* _Testo del documento_:
□ □ □ □ □ □ □
Sono passati cinquant’anni da quell’11 aprile 1961, quando incominciò il processo a Adolf Eichmann. Fu impiccato pochi minuti prima della mezzanotte del 31 maggio 1962. Il corpo venne cremato e le sue ceneri disperse in mare. La condanna inevitabile: già il Tribunale Militare Internazionale lo aveva precedentemente giudicato affermando che eseguire ordini contrari ai principi della morale e della coscienza, calpestando leggi fondamentali del vivere civile, non potevano giuridicamente né moralmente configurare alcuna attenuante.

 

La strenua difesa dell’ufficiale delle SS in merito alle accuse, il suo “obbedivo a ordini superiori” non poteva essere accettato. Così tuonava il Pubblico Ministero dallo scranno della Accusa: “la legislazione israeliana rifiuta una tale linea di difesa, e proverà con questo processo che l’imputato agiva di propria iniziativa scavalcando gli ordini ricevuti, mostrandosi zelante agli occhi dei suoi superiori in un’attività consona alla sua vocazione” (Gideon Hausner -“Sei milioni di accusatori. La relazione introduttiva del procuratore generale al processo Eichmann” Einaudi).

 

L’ondata emotiva che travolse il popolo ebraico, dalla cattura all’esecuzione, fu imperiosa e travolgente: il maggior responsabile dello sterminio di 6 milioni di ebrei (calcolo desunto dai verbali minuziosamente redatti dai burocrati della morte dei vari universi concentrazionari) era stato catturato dopo 15 anni di ricerche forsennate e per lungo tempo infruttuose.


Hannah Arendt, che aveva seguito direttamente il processo come inviata del “New Yorker”, coniò per Eichmann la definizione che lo descrisse e lo registrò poi nella Storia: non un mostro, ma l'incarnazione dell'assoluta banalità del male (“La banalità del male- Eichmann a Gerusalemme” – Feltrinelli). Non un uomo “specializzato” nel compiere del male e neanche un folle, esaltato dal piacere di eseguire gesti malvagi. Un uomo che appartiene alla categoria degli uomini normali, che banalmente ci assomigliano.
□ □ □ □ □ □ □
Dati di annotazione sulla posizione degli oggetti
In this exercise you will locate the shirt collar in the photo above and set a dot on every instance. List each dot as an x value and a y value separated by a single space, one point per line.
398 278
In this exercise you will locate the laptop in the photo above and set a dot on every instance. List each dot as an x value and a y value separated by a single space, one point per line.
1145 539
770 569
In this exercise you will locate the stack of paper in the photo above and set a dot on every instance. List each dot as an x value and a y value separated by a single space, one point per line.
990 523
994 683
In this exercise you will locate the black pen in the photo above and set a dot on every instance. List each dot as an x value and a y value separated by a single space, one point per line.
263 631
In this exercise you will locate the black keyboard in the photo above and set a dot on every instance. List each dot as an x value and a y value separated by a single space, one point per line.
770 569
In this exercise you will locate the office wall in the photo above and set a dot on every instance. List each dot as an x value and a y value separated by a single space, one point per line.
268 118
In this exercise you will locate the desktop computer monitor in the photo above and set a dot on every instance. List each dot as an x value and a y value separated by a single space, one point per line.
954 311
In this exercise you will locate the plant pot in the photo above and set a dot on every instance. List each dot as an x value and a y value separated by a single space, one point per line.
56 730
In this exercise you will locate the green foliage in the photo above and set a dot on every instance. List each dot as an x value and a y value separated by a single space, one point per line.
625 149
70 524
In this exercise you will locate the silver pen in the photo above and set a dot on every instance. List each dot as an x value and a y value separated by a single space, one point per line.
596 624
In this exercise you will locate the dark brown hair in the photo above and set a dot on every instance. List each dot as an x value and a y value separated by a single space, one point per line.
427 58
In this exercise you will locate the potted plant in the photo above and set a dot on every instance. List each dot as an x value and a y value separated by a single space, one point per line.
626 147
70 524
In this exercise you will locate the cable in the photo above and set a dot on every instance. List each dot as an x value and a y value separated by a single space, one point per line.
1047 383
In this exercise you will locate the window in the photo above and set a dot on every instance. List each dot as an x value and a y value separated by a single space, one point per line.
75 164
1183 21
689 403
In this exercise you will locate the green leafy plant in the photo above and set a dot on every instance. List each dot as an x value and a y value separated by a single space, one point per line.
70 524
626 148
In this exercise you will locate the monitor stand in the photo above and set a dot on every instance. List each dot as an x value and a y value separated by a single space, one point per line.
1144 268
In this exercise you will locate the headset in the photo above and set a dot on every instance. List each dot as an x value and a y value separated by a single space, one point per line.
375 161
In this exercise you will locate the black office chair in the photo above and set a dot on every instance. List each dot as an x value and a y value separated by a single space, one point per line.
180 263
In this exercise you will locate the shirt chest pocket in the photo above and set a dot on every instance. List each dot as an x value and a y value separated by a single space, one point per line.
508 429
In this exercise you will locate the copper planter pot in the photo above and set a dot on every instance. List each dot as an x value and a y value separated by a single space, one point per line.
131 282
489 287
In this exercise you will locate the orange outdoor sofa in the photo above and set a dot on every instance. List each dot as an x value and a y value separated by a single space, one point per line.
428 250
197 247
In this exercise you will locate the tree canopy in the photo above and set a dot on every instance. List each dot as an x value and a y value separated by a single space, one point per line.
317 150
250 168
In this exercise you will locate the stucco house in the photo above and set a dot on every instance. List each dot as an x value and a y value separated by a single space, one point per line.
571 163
□ □ □ □ □ □ □
* _Quesiti_:
1 > Come si traduce in inglese questa frase del testo sul processo Eichmann: "Fu impiccato pochi minuti prima della mezzanotte del 31 maggio 1962."?
2 > Le affermazioni seguenti concordano con il testo sul processo Eichmann? Per ciascuna rispondi sì o no e cita le parole del testo che lo decidono.
(a) Il processo a Eichmann cominciò l'11 aprile 1961.
(b) Le ceneri di Eichmann furono sepolte in Israele.
(c) Hannah Arendt seguì il processo come inviata del "New Yorker".

* _Risposte in ordine_:
1 > He was hanged a few minutes before midnight on May 31, 1962.

2 >
(a) Sì: "quell’11 aprile 1961, quando incominciò il processo a Adolf Eichmann".
(b) No: "le sue ceneri disperse in mare".
(c) Sì: "aveva seguito direttamente il processo come inviata del “New Yorker”".